* Документ *
***
Монах Меркурий - В горах Кавказа (Записки современного пустынножителя)
Туалеты в корпусе не отапливались, но теперь меня это не беспокоило. С самого начала зимы моя душа пребывала в такой неизреченной пасхальной радости, что ее не могли омрачить никакие внешние обстоятельства. Было какое-то странное несоответствие между, казалось, невыносимо тяжелыми условиями моей жизни и этим удивительным состоянием души. Откуда, как оно появилось? Ведь я живу в туалете, питаюсь с помойки, мое положение хуже, чем у последней нищенки, потому что и та не имеет нужды искать пропитание на помойке. В полном смысле слова я была последним человеком среди всех окружающих меня. Мог ли кто сравняться со мной в моей скудости? Притом ни на минуту мне нельзя было терять бдительности, потому что территорию Лавры регулярно объезжала черная милицейская машина, подбирая подобных мне субъектов. До сих пор дивлюсь я наитиям неописуемой радости, не позволявшим даже на минуту укорениться в моем сердце унынию, когда, бывало, я с боязнью подумаю о завтрашнем дне. Подступит к сердцу какая-то теплая волна нечаянной радости и мгновенно изгладит все мои тревоги и опасения. И вновь я беззаботно продолжаю жить, не помышляя о будущем, предавая заботу о себе Промыслу Божию.
***
* Листинг данных *
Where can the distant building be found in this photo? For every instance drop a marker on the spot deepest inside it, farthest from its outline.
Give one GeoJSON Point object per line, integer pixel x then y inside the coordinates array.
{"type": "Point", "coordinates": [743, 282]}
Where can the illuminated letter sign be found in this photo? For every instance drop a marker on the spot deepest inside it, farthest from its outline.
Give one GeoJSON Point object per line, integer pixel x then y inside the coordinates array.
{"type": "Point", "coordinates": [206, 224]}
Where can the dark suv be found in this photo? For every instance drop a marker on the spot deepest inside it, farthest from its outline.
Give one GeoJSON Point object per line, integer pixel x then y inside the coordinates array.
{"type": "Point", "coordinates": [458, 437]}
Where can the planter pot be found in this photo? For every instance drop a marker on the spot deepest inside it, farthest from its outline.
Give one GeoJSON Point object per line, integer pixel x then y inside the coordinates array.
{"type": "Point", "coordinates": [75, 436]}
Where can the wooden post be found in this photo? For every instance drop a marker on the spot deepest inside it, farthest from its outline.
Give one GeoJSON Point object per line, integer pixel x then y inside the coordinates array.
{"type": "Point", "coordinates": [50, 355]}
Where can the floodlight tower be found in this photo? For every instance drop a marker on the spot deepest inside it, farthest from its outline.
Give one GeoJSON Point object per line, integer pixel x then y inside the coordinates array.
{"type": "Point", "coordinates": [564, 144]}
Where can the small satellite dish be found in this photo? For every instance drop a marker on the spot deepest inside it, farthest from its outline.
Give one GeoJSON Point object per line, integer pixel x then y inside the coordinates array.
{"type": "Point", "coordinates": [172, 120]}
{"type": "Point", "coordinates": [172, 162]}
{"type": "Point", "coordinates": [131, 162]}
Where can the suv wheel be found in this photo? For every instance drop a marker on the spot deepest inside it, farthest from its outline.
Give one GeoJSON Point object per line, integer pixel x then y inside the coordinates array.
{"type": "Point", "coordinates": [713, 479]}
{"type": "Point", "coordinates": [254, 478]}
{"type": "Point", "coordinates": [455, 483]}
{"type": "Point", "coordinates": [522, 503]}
***
* Задача *
Ответьте по документу на вопросы:
1. Отапливались ли туалеты в корпусе?
2. Что регулярно объезжало территорию Лавры?
3. Чему, согласно документу, предавалась забота о себе?
Листинг представляет собой отдельный материал и с документом не связан.

* Ответ *
1. Нет, не отапливались.
2. Черная милицейская машина.
3. Промыслу Божию.